Request
Tally the lines in the records below that contain the word "goose", matching case exactly. Reply with only the number.
···
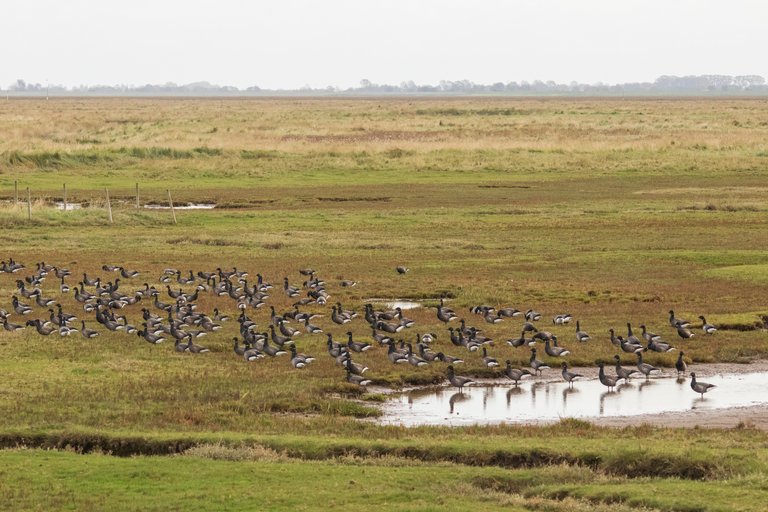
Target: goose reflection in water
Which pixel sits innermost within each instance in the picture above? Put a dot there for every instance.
(566, 392)
(603, 396)
(512, 392)
(456, 398)
(535, 387)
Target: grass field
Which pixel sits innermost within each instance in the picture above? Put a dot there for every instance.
(611, 210)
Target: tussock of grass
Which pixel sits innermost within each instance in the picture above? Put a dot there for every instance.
(220, 451)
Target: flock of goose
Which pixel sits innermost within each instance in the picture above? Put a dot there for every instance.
(180, 320)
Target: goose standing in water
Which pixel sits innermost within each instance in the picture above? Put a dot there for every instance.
(537, 365)
(606, 380)
(700, 387)
(515, 374)
(569, 377)
(555, 351)
(645, 368)
(680, 365)
(457, 380)
(623, 373)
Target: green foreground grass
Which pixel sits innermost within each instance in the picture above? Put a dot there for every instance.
(218, 478)
(611, 211)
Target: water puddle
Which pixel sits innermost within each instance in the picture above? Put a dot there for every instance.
(532, 402)
(59, 205)
(190, 206)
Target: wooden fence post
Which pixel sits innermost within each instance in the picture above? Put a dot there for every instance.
(109, 205)
(170, 201)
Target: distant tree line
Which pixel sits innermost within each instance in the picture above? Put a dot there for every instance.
(667, 84)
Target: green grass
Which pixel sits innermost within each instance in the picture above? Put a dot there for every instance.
(613, 211)
(216, 478)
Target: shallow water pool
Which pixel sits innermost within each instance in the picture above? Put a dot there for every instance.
(532, 401)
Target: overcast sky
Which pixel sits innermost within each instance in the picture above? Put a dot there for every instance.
(292, 43)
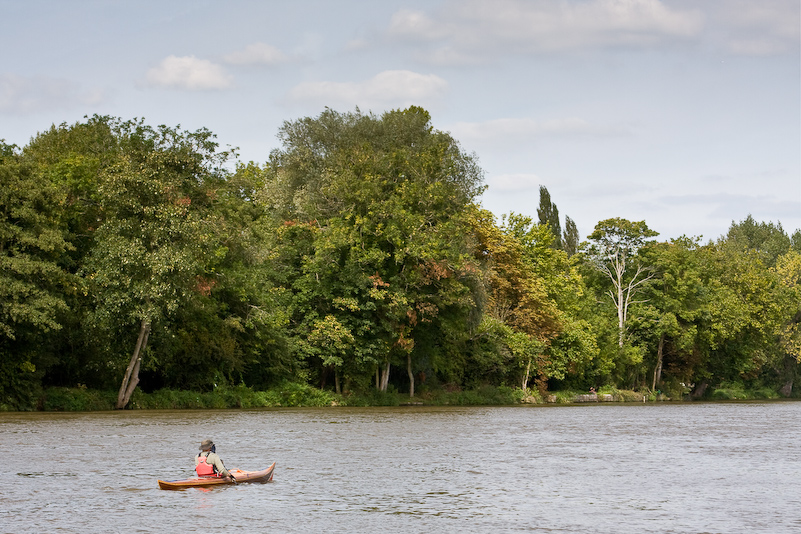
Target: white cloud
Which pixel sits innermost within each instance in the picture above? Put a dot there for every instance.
(23, 95)
(389, 88)
(475, 28)
(760, 28)
(188, 72)
(256, 54)
(514, 183)
(502, 130)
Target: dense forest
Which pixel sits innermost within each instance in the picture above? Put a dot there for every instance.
(357, 258)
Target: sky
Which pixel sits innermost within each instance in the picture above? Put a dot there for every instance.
(683, 113)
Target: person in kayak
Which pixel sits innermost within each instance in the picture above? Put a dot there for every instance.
(208, 463)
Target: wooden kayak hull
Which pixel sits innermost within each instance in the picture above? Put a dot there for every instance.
(265, 475)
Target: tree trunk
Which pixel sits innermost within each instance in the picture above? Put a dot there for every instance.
(384, 377)
(131, 378)
(621, 315)
(658, 368)
(411, 376)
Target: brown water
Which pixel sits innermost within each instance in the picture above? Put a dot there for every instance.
(687, 468)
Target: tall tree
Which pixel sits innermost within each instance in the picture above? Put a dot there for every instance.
(32, 279)
(383, 200)
(571, 237)
(549, 216)
(157, 235)
(613, 250)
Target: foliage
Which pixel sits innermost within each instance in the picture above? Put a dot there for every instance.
(355, 267)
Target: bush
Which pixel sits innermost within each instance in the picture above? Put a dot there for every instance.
(76, 400)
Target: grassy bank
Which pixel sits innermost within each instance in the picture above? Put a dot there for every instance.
(297, 395)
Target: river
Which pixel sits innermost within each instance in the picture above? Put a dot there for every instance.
(655, 468)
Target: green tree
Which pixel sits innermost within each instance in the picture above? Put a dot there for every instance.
(548, 215)
(767, 239)
(32, 280)
(613, 251)
(157, 235)
(571, 238)
(382, 199)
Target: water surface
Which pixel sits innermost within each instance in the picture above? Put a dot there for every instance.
(663, 468)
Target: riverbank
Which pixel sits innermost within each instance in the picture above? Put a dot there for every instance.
(301, 395)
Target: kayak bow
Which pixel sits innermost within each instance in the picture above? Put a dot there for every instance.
(265, 475)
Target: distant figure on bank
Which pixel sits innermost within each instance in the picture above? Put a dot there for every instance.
(208, 464)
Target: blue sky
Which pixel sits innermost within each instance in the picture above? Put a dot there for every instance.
(685, 114)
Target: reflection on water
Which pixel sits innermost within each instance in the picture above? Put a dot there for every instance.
(603, 468)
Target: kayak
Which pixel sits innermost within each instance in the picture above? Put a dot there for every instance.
(265, 475)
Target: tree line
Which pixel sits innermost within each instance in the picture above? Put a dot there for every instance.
(357, 257)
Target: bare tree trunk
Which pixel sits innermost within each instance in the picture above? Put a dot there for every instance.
(658, 368)
(385, 377)
(411, 376)
(131, 378)
(525, 377)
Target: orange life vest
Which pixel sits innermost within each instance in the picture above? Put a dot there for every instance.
(204, 469)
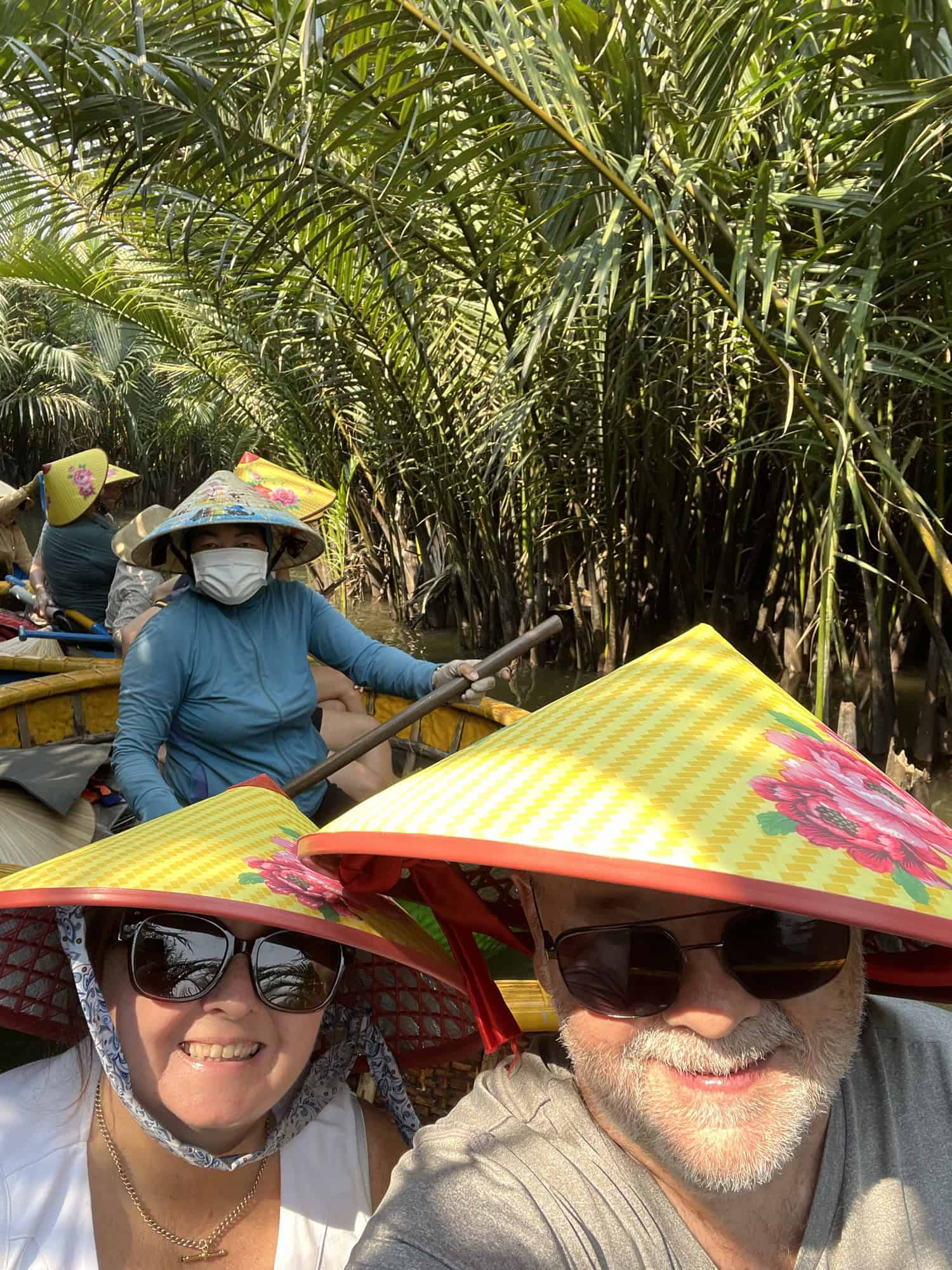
···
Expected answer
3